**YOUR TASK**
Give the number of lines in the entries below that contain "light". Write nothing besides it.

-- RECORDS SHOWN follows --

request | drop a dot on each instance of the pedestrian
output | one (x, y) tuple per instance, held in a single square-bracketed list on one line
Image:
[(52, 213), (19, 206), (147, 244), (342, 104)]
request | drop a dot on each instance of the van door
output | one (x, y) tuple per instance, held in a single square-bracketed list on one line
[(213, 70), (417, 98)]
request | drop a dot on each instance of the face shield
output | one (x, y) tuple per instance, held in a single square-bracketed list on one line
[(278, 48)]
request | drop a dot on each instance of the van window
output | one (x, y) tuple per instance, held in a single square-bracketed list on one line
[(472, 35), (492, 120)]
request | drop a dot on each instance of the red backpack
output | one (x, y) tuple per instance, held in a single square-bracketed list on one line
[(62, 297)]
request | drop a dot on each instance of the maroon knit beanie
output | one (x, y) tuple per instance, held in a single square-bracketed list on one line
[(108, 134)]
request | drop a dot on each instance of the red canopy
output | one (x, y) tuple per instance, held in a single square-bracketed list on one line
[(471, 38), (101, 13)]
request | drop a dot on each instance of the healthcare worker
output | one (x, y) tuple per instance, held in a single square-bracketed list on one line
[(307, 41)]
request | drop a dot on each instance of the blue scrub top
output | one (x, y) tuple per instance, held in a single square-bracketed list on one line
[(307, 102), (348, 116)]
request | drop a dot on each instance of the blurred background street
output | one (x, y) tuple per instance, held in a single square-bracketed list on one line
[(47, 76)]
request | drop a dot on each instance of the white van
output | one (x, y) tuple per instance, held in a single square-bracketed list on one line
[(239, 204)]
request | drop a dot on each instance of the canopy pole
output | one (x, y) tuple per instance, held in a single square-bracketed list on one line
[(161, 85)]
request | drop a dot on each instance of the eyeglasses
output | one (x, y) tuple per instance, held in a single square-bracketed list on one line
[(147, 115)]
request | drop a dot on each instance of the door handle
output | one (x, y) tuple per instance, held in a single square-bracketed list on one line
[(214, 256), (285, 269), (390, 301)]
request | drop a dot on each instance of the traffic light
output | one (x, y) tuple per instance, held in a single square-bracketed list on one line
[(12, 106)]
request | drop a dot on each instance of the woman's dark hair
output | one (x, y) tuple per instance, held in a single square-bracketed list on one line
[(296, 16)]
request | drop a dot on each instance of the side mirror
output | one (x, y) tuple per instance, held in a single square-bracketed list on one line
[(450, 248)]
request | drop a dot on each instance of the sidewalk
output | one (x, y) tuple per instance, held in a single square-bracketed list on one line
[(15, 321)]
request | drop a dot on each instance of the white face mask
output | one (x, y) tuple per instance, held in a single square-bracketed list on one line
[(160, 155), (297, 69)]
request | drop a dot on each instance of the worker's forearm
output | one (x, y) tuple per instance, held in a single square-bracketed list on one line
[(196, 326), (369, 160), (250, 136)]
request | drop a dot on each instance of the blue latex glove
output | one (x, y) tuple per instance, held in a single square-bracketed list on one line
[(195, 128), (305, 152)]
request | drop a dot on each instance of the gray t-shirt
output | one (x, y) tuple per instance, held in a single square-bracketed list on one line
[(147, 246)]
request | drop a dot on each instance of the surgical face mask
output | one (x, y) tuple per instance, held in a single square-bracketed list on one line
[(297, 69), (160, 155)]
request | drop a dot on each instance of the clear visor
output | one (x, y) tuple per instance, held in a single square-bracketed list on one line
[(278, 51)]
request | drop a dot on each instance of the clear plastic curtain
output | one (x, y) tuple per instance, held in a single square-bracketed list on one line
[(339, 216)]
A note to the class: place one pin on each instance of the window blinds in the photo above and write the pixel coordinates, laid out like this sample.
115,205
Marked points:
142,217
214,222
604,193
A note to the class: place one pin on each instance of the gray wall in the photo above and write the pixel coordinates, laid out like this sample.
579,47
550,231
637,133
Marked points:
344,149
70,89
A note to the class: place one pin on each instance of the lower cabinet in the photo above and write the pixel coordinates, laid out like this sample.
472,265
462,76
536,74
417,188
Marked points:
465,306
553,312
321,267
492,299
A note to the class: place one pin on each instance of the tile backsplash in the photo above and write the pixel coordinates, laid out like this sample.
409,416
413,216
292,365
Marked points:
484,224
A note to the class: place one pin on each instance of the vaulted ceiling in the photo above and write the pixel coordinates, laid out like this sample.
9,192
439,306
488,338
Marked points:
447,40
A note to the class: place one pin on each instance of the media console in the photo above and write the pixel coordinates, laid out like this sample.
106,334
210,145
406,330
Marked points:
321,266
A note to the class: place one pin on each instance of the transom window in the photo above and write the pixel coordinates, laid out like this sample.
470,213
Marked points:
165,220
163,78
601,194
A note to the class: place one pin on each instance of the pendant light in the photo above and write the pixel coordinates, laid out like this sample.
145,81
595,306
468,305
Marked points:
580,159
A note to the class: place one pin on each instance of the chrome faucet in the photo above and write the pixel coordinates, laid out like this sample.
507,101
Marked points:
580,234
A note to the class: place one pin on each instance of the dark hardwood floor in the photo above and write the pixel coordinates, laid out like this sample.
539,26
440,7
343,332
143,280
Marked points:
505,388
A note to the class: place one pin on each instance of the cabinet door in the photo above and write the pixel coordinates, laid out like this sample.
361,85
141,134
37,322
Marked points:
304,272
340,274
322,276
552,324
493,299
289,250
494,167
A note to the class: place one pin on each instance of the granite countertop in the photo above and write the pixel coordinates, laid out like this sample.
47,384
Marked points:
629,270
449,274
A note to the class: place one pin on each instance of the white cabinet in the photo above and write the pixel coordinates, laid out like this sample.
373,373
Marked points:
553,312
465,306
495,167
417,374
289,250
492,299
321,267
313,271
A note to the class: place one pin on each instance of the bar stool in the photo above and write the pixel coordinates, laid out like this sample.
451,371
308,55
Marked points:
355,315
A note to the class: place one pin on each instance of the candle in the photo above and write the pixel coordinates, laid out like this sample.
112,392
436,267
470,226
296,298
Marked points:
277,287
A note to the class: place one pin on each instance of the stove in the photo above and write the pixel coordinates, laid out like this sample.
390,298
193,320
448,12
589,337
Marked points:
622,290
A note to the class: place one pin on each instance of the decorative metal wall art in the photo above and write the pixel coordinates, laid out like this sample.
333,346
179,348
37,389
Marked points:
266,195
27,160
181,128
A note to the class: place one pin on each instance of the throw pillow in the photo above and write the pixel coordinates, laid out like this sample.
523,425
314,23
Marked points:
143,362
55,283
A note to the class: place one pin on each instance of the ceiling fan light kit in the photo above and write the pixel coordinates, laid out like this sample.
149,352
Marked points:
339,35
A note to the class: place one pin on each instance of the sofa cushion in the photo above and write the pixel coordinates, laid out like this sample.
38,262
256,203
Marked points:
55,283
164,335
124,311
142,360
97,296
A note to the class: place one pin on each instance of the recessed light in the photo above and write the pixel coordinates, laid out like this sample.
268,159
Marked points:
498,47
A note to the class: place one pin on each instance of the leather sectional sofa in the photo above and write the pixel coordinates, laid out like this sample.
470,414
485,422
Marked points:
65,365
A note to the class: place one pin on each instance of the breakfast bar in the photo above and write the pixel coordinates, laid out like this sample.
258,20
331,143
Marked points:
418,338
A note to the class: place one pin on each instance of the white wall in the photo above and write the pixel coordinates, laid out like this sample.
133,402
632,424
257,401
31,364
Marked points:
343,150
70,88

-- RECORDS SHOWN concluded --

**RESPONSE FOR THIS EXERCISE**
4